Convert the lines of these records into a numbered list, skipping any blank lines. Leave the pictures out of your answer.

(Recorded data)
START

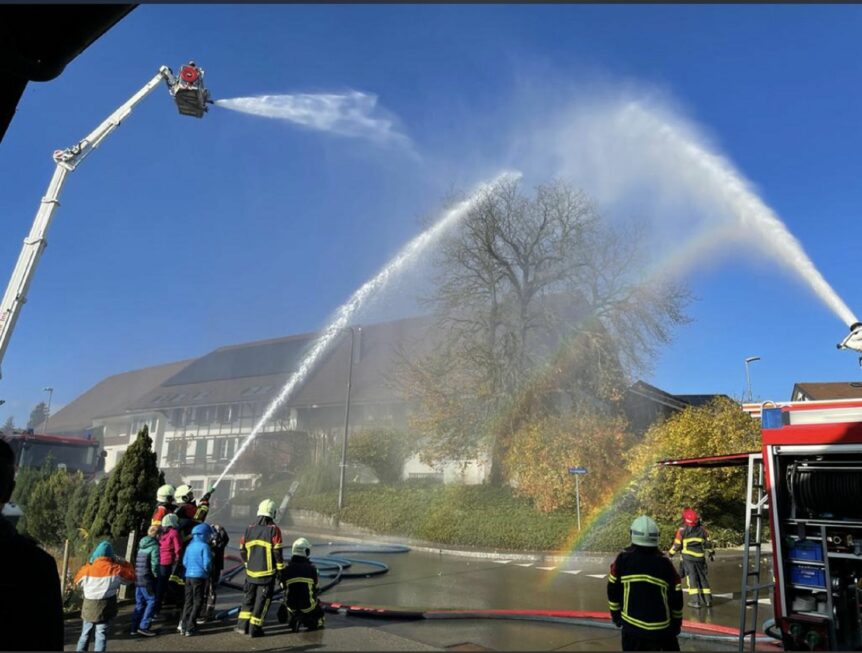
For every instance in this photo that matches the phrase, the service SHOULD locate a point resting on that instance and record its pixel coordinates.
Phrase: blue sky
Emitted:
(178, 236)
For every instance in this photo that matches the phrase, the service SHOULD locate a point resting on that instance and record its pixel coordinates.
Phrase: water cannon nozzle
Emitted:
(853, 340)
(189, 92)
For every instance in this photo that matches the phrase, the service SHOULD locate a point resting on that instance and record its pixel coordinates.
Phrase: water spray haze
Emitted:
(408, 254)
(354, 113)
(753, 214)
(642, 157)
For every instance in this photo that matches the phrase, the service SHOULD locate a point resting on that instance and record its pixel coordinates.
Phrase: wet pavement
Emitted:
(421, 580)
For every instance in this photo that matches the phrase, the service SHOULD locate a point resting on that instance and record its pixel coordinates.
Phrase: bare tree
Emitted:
(539, 303)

END

PROBLEM SOLUTION:
1. For every instance in this photo that matches the phrase, the service SHOULD locate a point resting on that instance and record its pixel coordinates.
2. Phrase: blue sky
3. Emitted:
4. (178, 236)
5. For every instance in this photo that matches the phrase, the service SHOULD locate a point resting on that instance and record its pixel coordinates.
6. Phrase: water cannon nozzle
7. Emitted:
8. (853, 340)
9. (189, 92)
10. For every instance in this photo that matches the phrase, the service SHOULD locate a point resting on that instance and record its pixel coordinates.
11. Phrase: water spray haze
12. Emitted:
13. (408, 254)
14. (354, 113)
15. (753, 214)
16. (642, 157)
17. For every instance in this photo that matches the phrase, the service SHOULD locate a point resting on that instance and record its pixel coordinates.
18. Phrase: wet pavement
19. Emitted:
20. (421, 580)
21. For every instance in this photo that matches the phrase, the service SHOULD locate a point resting on that instance and record its pixel coordinates.
22. Phrase: bare tree
23. Emitted:
24. (539, 303)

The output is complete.